The lines below that include "parked" are to be found and copied.

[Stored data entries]

--------

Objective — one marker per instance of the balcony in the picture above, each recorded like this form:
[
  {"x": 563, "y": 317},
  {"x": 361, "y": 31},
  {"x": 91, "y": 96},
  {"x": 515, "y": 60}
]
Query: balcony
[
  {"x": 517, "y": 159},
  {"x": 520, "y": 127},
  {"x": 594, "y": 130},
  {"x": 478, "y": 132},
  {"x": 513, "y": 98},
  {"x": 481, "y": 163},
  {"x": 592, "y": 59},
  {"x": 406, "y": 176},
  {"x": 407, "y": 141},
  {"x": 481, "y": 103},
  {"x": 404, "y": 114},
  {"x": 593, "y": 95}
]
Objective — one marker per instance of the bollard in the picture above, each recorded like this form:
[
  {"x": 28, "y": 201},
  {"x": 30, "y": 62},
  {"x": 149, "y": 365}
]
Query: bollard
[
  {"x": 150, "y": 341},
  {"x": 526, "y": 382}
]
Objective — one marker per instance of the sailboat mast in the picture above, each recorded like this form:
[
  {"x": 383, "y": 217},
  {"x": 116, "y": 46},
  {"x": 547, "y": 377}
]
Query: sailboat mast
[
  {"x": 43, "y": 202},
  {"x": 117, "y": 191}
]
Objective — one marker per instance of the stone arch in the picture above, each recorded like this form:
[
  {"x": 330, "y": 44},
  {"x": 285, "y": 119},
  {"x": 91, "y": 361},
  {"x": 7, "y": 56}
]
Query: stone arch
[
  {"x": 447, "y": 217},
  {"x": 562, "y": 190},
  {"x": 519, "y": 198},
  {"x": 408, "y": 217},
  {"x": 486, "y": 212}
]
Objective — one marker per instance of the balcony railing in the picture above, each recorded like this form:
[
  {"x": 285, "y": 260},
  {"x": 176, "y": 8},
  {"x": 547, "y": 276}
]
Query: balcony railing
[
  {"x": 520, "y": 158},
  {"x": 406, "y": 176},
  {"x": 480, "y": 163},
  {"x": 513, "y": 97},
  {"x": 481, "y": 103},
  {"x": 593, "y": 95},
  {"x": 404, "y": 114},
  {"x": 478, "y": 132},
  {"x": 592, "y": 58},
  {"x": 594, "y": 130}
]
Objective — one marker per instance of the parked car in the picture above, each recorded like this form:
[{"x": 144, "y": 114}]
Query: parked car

--------

• _SOLUTION TO THIS EXERCISE_:
Objective — one marker per instance of the parked car in the picture above, each recorded like this form:
Query: parked car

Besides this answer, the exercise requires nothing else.